— begin Selected extract —
Two McNally Jackson Booksellers Argue About Jonathan Franzen's 'Freedom'
by Dustin Kurtz and Sam MacLaughlin
Sam MacLaughlin: Hi Dustin!
Dustin Kurtz: Hello Samuel. So, introductions of our various stances, maybe?
Sam: Maybe! We are both sad young white literary men, yes?
Dustin: Emphasis on the sad and white, yes. Our manliness being in dispute at times.
Sam: At times. I do carry a tote bag. And: you’re not a female novelist, are you?
Dustin: No, so I think we can agree that my dislike of this book won’t come from anything as disagreeable as politics. Unless there is a political party fighting for better prose?
Sam: Which book!
Dustin: THE book, young sir, the book of our generation!
Sam: The book that takes the datum of our shared millennial life, and limns, like, mostly everything that needs a limning?
Dustin: The tome, generations hence, that people will use to judge your immortal white literary soul.
Sam: Freedom!
Dustin: Freedom!
Dustin: I wish we could have done that simultaneously.
Sam: It was pretty simultaneous.
Dustin: So you would choose this book over the life of your firstborn, yes? Whereas I think it has flaws (so nuanced)! Sometimes little but.
Sam: I think it has flaws, too, but I would say that this is a great book. I am not an enemy of Freedom.
Dustin: Can we actually get seriouschat here and make a distinction between a great book and a great novel?
Sam: Let’s. I bet you have ideas.
Dustin: I do! Greatness aside (very much aside) this book is a successful novel in many ways.
Sam: Agreed.
Dustin: When we talk about The Novel (all the time, I’m sure) we’re talking about a specific layering of detail, adherence to some rules, all of which this does very well.
Sam: But?
Dustin: But if we want to talk about the worth of a book more generally, we have to look at the quality of the writing, and maybe it’s value to readers. Did I say seriouschat? Apparently I meant didacticchat.
Sam: They are probably the same thing. Does didactic-chat need a hyphen? That one is harder to read.
Dustin: What I’m saying is that if all it takes to be a good (honestly, not great, and definitely not Great) novel is the creation of this dense clay flesh around the frames of these characters, then Franzen is good.
— end Selected extract —
— begin Source material —
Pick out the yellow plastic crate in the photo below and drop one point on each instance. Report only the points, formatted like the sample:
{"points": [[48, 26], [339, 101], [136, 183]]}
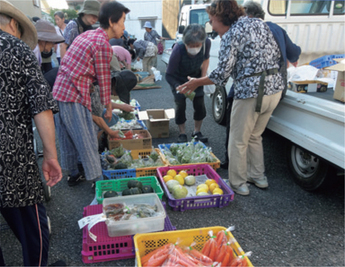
— end Source material —
- **Task to complete**:
Summarize the booksellers' conversation about Freedom above in two sentences.

- **Solution to the problem**:
Dustin Kurtz and Sam MacLaughlin, two McNally Jackson booksellers, debate Jonathan Franzen's Freedom, with Sam calling it a great book despite its flaws and Dustin saying that it has flaws. Dustin separates a great book from a great novel, granting that Freedom succeeds as a novel through its layering of detail and adherence to rules, while arguing that a book's broader worth depends on the quality of its writing and its value to readers.